__Brief__. Reproduce the lines of the records below without any change, starting at the line that contains "Can you find the standing" and ending at the line that contains "pixel 595 312", including both of those lines.

__Data for the task__.
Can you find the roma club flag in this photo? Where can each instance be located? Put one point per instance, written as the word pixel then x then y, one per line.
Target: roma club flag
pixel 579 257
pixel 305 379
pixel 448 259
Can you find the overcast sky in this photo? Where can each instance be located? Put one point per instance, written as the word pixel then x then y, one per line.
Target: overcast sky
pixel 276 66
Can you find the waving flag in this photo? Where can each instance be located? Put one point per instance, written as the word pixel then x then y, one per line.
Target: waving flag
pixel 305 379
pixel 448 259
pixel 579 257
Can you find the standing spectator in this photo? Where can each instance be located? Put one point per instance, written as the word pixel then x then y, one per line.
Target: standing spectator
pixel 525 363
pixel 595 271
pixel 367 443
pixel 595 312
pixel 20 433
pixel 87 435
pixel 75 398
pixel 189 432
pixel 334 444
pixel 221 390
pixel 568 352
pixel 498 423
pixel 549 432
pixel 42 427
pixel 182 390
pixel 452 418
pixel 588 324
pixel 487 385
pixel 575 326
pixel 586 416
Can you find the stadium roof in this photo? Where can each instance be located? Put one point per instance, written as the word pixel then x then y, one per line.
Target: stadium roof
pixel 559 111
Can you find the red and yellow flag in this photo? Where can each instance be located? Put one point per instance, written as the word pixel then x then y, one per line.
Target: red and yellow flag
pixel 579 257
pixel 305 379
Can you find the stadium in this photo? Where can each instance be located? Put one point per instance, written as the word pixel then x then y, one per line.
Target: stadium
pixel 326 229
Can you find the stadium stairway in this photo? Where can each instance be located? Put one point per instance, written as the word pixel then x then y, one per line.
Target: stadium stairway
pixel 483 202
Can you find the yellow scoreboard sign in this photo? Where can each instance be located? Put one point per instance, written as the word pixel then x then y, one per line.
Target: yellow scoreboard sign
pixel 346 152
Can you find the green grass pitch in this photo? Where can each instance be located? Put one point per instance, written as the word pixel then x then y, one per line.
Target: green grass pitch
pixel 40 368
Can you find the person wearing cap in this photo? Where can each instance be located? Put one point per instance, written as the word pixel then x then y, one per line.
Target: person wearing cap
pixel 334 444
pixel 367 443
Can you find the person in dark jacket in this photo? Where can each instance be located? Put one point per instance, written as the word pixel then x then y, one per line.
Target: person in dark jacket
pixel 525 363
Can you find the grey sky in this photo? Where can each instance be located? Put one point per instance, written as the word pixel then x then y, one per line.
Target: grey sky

__Answer for this exercise__.
Can you find the standing spectator in this photo? Where can each instance be located? Put one point per instance, written as the word pixel then x then y, one per line.
Target: standing spectator
pixel 525 363
pixel 595 271
pixel 367 443
pixel 595 312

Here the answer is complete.